■ **WORK TO DO**
Filter the data below and copy out every line that contains the word "gravel".

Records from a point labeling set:
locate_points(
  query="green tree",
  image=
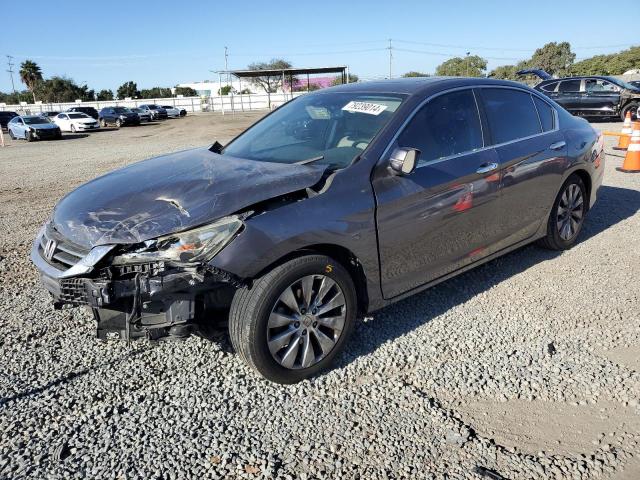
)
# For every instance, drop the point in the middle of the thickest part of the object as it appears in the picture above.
(61, 89)
(186, 91)
(31, 76)
(270, 83)
(413, 73)
(128, 90)
(105, 95)
(470, 66)
(353, 78)
(554, 58)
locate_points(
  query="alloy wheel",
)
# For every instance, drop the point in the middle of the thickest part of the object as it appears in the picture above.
(306, 321)
(570, 212)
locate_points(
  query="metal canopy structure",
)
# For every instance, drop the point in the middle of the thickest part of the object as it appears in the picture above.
(343, 70)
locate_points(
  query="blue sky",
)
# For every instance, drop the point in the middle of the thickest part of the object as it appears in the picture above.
(162, 43)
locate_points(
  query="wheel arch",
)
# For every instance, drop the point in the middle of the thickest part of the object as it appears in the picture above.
(586, 179)
(343, 255)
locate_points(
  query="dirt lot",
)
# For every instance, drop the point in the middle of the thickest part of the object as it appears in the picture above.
(526, 367)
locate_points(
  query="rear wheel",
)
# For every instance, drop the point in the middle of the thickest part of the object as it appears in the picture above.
(567, 215)
(295, 319)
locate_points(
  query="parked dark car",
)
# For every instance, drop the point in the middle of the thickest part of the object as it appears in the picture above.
(156, 111)
(5, 117)
(595, 96)
(334, 205)
(118, 116)
(50, 115)
(92, 112)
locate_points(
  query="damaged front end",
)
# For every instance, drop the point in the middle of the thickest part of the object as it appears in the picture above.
(153, 289)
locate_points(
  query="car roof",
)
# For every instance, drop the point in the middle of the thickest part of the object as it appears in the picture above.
(419, 86)
(601, 77)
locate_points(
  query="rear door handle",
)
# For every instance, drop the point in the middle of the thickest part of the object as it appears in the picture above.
(487, 167)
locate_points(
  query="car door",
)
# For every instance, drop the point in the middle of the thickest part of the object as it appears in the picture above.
(443, 215)
(600, 96)
(570, 95)
(62, 120)
(19, 128)
(532, 154)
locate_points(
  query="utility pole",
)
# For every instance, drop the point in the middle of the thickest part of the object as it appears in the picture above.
(468, 53)
(10, 71)
(390, 58)
(226, 63)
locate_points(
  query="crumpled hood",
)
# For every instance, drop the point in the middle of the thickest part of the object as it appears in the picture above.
(172, 193)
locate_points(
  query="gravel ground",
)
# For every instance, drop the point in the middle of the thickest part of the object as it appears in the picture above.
(527, 367)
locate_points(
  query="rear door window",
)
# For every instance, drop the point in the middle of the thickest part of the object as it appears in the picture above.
(447, 125)
(511, 114)
(546, 114)
(569, 86)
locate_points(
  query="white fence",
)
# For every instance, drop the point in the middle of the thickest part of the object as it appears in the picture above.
(220, 104)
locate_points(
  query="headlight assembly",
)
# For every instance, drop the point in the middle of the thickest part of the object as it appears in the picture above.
(199, 244)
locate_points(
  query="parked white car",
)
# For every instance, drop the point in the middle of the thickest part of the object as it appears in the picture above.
(75, 122)
(172, 112)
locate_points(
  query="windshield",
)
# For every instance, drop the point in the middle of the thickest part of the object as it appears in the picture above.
(623, 84)
(35, 120)
(327, 128)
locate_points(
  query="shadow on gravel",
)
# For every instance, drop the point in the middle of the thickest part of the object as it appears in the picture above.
(70, 377)
(613, 206)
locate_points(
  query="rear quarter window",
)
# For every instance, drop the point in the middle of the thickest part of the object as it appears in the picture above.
(546, 114)
(511, 114)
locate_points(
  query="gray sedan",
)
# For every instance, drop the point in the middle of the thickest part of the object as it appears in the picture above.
(335, 205)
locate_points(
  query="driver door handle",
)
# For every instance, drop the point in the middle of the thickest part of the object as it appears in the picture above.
(487, 167)
(558, 145)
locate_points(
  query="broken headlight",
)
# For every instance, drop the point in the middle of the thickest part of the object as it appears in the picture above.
(199, 244)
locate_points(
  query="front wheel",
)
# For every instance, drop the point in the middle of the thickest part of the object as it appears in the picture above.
(567, 215)
(632, 108)
(295, 319)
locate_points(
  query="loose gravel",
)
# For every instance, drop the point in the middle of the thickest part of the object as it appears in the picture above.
(525, 368)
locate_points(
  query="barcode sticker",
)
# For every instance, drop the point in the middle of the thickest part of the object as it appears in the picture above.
(365, 107)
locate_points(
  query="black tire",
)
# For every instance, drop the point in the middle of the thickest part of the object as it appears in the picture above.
(251, 308)
(632, 108)
(553, 240)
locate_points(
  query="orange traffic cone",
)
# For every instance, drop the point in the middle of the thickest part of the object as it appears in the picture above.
(624, 139)
(632, 159)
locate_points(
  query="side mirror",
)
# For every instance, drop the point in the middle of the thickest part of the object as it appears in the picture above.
(403, 161)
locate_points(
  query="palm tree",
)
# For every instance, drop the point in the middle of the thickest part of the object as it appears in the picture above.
(31, 75)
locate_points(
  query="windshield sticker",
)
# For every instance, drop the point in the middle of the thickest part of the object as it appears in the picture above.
(365, 107)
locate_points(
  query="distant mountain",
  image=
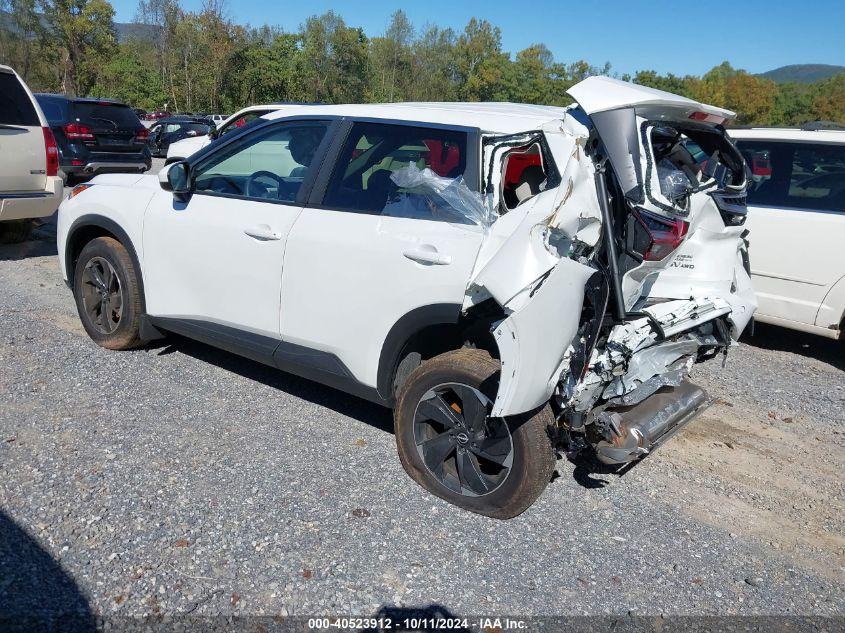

■ **RESPONSE**
  query="gravel ground",
  query="shadow on gravel",
  query="loose gravel",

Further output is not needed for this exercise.